GIVEN PASSAGE –
:::::

But are we? Hitler was tapped in 1919 by Capt. Karl Mayr to attend propaganda sessions at the University of Munich and to lecture to soldiers about the Bolshevik peril. As early as September of that year, in response to a soldier’s written inquiry about the “Jewish Question,” Hitler declared that rational anti-Semitism’s “final aim must unshakably be the removal of the Jews altogether.” As the historian Ian Kershaw has observed in his biography of Hitler, this response indicates that he adhered unswervingly, from the end of World War I until his final days in the Berlin bunker, to nationalism and radical anti-Semitism. In short, Hitler’s brooding over texts seems far more likely to have confirmed rather than created his virulent hatreds.

What’s more, Ryback overlooks the importance of the city where Hitler first imbibed anti-Semitism. Hitler’s Vienna, to borrow the title of a book by the Austrian scholar Brigitte Hamann, was a cauldron of Jew hatred. Hitler admired the city’s anti-Semitic mayor Karl Lueger and steeped himself in racist newspapers and pamphlets. He also fell under the spell of German Romanticism, in the form of Wagner’s operas, which nourished the illusion that he was a new Rienzi, with a mission to resurrect the old German Reich.

:::::

DATA LINES –
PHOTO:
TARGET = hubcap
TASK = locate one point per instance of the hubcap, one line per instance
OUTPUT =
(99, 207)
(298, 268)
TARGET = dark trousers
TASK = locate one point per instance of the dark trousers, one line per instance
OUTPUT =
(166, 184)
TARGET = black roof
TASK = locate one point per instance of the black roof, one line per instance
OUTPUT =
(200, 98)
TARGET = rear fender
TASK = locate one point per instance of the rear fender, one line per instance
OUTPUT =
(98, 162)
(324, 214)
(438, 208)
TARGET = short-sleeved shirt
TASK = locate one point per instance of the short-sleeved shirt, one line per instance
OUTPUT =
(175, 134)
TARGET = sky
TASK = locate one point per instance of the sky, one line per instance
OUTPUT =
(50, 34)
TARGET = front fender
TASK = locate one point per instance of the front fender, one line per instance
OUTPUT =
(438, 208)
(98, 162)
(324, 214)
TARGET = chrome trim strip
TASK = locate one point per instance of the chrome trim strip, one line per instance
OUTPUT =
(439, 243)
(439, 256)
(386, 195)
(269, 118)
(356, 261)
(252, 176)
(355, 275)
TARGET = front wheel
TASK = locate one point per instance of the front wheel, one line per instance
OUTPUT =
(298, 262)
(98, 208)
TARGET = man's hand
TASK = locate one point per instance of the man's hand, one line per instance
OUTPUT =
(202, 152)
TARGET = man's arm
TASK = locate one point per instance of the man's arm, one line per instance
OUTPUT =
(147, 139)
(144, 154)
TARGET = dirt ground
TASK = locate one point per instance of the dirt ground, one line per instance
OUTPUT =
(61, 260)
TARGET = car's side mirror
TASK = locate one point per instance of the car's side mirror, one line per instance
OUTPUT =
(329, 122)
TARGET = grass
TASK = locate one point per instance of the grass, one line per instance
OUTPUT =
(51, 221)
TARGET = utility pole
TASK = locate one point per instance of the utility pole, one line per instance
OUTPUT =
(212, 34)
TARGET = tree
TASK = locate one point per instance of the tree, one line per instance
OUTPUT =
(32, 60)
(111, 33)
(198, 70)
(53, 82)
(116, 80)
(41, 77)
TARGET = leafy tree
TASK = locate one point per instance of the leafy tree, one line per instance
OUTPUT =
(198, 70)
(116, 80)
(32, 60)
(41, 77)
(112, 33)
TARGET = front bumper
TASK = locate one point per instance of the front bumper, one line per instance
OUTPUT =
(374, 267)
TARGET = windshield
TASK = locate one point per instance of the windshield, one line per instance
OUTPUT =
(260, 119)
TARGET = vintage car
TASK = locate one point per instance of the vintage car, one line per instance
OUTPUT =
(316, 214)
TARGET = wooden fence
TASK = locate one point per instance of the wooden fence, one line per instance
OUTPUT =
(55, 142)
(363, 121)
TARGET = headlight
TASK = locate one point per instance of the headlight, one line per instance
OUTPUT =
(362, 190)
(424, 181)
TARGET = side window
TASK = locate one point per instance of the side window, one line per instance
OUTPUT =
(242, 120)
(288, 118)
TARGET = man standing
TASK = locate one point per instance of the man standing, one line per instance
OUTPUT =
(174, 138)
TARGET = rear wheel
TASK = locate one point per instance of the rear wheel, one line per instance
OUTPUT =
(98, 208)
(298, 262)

:::::

INSTRUCTION – Print the whole text about Hitler's anti-Semitism word for word. Rely only on the text about Hitler's anti-Semitism.

FINISHED TASK –
But are we? Hitler was tapped in 1919 by Capt. Karl Mayr to attend propaganda sessions at the University of Munich and to lecture to soldiers about the Bolshevik peril. As early as September of that year, in response to a soldier’s written inquiry about the “Jewish Question,” Hitler declared that rational anti-Semitism’s “final aim must unshakably be the removal of the Jews altogether.” As the historian Ian Kershaw has observed in his biography of Hitler, this response indicates that he adhered unswervingly, from the end of World War I until his final days in the Berlin bunker, to nationalism and radical anti-Semitism. In short, Hitler’s brooding over texts seems far more likely to have confirmed rather than created his virulent hatreds.

What’s more, Ryback overlooks the importance of the city where Hitler first imbibed anti-Semitism. Hitler’s Vienna, to borrow the title of a book by the Austrian scholar Brigitte Hamann, was a cauldron of Jew hatred. Hitler admired the city’s anti-Semitic mayor Karl Lueger and steeped himself in racist newspapers and pamphlets. He also fell under the spell of German Romanticism, in the form of Wagner’s operas, which nourished the illusion that he was a new Rienzi, with a mission to resurrect the old German Reich.